Metin bölümü –

===============

Onlar kehiflerinde üçyüz sene durdular, dokuz da ziyade ettiler

قُلِ اللَّهُ أَعْلَمُ بِمَا لَبِثُوا لَهُ غَيْبُ السَّمَاوَاتِ وَالْأَرْضِ أَبْصِرْ بِهِ وَأَسْمِعْ مَا لَهُم مِّن دُونِهِ مِن وَلِيٍّ وَلَا يُشْرِكُ فِي حُكْمِهِ أَحَدًا ﴿٢٦﴾

18/KEHF SURESİ-26. AYET (Meâlleri Kıyasla): Kulillâhu a'lemu bimâ lebisû, lehu gaybus semâvâti vel ard(ardı), ebsır bihî ve esmı', mâ lehum min dûnihî min veliyyin ve lâ yuşriku fî hukmihî ehadâ(ehaden).

===============

Veriler –
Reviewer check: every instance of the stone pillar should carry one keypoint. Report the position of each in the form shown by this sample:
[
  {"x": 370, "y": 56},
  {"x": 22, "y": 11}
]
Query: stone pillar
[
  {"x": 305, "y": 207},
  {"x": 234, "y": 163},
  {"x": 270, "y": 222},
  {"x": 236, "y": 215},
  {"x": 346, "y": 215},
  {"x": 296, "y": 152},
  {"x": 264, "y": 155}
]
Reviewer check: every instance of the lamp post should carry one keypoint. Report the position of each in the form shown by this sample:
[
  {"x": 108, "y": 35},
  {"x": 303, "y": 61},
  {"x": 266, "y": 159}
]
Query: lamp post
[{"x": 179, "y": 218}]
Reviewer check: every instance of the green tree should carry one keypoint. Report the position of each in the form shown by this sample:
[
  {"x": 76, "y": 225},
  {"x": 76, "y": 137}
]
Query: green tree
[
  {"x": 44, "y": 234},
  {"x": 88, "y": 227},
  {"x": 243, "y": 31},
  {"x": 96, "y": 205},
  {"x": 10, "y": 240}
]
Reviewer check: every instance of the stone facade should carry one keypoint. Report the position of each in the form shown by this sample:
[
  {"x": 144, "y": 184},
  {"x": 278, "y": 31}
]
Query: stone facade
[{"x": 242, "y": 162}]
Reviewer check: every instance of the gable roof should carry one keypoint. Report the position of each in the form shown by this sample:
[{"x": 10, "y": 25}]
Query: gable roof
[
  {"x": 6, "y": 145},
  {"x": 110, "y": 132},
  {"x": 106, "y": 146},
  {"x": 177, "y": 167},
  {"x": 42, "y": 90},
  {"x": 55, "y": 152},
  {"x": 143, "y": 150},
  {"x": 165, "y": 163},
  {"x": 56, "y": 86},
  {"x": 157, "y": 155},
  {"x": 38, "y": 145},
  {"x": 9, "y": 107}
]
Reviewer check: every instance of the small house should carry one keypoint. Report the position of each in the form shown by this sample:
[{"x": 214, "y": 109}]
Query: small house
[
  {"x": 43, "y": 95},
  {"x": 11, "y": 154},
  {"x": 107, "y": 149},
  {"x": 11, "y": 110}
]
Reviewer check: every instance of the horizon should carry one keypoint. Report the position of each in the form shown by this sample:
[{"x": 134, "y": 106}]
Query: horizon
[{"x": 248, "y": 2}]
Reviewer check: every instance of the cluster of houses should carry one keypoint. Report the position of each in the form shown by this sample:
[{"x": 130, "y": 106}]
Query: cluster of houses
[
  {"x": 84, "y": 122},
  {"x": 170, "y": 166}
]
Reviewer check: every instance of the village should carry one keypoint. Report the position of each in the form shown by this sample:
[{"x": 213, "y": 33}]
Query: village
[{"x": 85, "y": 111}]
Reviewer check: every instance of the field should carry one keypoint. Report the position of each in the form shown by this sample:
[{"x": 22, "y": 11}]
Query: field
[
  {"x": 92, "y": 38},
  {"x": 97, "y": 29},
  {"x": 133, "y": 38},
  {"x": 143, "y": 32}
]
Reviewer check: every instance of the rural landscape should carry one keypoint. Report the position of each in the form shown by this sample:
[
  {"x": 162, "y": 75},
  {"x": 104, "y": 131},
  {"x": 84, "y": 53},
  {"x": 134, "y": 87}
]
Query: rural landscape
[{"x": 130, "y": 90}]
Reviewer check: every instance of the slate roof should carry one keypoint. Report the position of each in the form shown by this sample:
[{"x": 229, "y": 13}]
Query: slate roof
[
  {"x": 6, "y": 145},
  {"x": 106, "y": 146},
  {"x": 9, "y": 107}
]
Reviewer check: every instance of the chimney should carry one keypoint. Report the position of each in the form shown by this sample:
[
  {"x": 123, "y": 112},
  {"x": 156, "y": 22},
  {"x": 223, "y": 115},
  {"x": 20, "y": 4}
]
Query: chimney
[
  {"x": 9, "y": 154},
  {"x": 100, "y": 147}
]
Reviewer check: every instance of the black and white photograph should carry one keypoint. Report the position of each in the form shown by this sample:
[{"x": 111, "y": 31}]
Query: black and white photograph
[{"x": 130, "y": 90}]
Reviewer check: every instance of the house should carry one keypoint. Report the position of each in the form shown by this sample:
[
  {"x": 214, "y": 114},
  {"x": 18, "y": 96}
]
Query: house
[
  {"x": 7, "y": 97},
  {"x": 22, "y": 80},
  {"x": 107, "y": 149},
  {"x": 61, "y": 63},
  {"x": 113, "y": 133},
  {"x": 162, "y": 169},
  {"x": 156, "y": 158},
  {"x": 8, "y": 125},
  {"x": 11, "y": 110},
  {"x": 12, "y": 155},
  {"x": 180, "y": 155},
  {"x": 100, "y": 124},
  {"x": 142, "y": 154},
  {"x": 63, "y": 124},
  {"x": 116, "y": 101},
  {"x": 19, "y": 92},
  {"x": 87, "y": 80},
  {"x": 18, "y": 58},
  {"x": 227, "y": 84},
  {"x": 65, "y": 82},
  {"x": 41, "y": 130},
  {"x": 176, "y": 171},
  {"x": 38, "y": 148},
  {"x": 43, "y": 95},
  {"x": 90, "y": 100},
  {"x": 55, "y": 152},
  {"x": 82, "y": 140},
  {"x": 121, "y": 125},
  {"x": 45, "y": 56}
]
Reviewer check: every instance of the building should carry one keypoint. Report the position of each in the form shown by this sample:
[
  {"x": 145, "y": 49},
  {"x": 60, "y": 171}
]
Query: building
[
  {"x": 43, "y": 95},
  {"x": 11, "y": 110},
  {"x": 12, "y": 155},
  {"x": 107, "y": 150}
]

===============

Yapılacak iş –
Kehf suresiyle ilgili metne, bittiği yerden devam et. Kayıtlar başka bir kaynaktan alınmıştır.

Beklenen cevap –
Allah, de: ne kadar durduklarını daha iyi bilir, Göklerin Yerin gaybi onundur, o, öyle güzel görür öyle güzel işitir ki!... Bütün onlara ondan başka velâyet eden yoktur, o, kimseyi hukmünde teşrik de etmez

وَاتْلُ مَا أُوحِيَ إِلَيْكَ مِن كِتَابِ رَبِّكَ لَا مُبَدِّلَ لِكَلِمَاتِهِ وَلَن تَجِدَ مِن دُونِهِ مُلْتَحَدًا ﴿٢٧﴾

18/KEHF SURESİ-27. AYET (Meâlleri Kıyasla): Vetlu mâ ûhıye ileyke min kitâbi rabbike, lâ mubeddile li kelimâtihî ve len tecide min dûnihî multehadâ(multehaden).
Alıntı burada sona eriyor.